- **Source text**:
=== Begin Enclosure ===

And each one baffled fans who thought they knew exactly what Pavement would do next, because the band was too restless/bratty/stubborn/maddening to do the obvious next move. As Malkmus sang in “The Secret Knowledge of Backroads,” circa 1992, right after Slantedcame out: “Hunter called, said to me/ It’s not as good as the first EP.” (Everyone in Charlottesville knew Hunter, just as every town had a Hunter or two. He was cool. )
Well, whatever else they are, Pavement have always been surefire argument-starters. And for some reason, Pavement attract the kind of listeners who love to argue heatedly over the core canon: if you’re ever trapped in a bar during a Wowee vs. Brighten debate, you might want to consider starting a fire, a less painful way to go than getting riddled with secondhand “‘Fin’: ‘Grounded’ = ‘Starlings in the Slipstream’: ‘Blackout’” shrapnel. Now that the shadow Pavement albums are getting an official release, those arguments are just going to get louder.

=== End Enclosure ===

- **Problem A**: In the text about Pavement, condense the paragraph that begins "Well, whatever else they are" into a short bulleted list that keeps its main facts.
- **Problem B**: According to the text about Pavement, what kind of debate might you be trapped in at a bar?
- **Problem C**: Carry on writing the text about Pavement, starting after its last sentence.

(Referring expression pointing data)
=== Begin Enclosure ===

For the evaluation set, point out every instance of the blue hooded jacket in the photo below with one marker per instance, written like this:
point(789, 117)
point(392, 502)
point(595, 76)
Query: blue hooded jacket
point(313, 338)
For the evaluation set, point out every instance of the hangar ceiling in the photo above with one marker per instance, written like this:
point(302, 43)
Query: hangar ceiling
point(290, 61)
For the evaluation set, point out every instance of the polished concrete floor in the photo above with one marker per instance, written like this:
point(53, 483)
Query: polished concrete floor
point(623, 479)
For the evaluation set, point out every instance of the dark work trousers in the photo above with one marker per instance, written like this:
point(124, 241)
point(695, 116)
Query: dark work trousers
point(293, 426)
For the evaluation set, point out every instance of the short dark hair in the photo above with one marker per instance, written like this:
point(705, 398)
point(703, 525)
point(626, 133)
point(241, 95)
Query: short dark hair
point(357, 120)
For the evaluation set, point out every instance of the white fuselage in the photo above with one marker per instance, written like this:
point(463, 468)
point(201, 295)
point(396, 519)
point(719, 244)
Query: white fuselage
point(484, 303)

=== End Enclosure ===
=== Begin Enclosure ===

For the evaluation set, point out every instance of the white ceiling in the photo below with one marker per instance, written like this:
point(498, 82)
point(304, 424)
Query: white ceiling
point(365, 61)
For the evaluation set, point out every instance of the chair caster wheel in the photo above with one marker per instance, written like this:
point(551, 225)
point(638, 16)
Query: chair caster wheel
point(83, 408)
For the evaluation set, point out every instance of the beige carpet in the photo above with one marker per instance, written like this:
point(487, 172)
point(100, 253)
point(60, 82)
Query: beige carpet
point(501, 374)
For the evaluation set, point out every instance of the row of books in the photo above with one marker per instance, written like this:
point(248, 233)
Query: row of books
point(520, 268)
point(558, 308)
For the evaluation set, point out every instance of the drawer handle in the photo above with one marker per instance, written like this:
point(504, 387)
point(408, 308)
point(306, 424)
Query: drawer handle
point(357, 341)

=== End Enclosure ===

- **Task response A**:
- Pavement have always started arguments.
- Their listeners love heated debates over the core canon, such as Wowee vs. Brighten.
- Getting stuck in one of these debates in a bar is painful enough that starting a fire might be preferable.
- The shadow Pavement albums are now getting an official release, so the arguments will get louder.

- **Task response B**: A Wowee vs. Brighten debate.

- **Task response C**:
But Pavement never wasted time defining their turf—geographically, they were scattered between the East Coast (Greenpoint, back before the glass houses and spritzers on ice) and the West (L.A.’s range rovers and cinema stars) and around the South. And in the same way, they were too slippery to get trapped in their corner of history. That’s why Pavement stand outside the fashions of their time, even the fashions they helped create. That’s also part of why the music continues to inspire new bands who hear it as a challenge to make up their own rules. Somewhere in your town, a band is trying to live up to these songs—not trying to copy them or rewrite them (although that’s been tried and often works out fine), just to partake of the same spirit. “Circa 1762,” from this album—play it back to back with Parquet Courts’ “Picture of Health” to get a sense of how two brilliant bands shoot their ideas back and forth across the decades. (Parquet Courts don’t sound like that anymore, of course—just like Pavement didn’t sound like “Circa 1762” a year later.)
Pavement always refused to be cowed by history, by the Fillmore jive of those who claimed the tricks had all been done and used up, the last-time-was-the-best-time nostalgia pimps. As Pavement proclaim in one of these songs, “We light the burnt match / And stick a flag on it.” So none of these songs sound dated, even though they’re all decades old.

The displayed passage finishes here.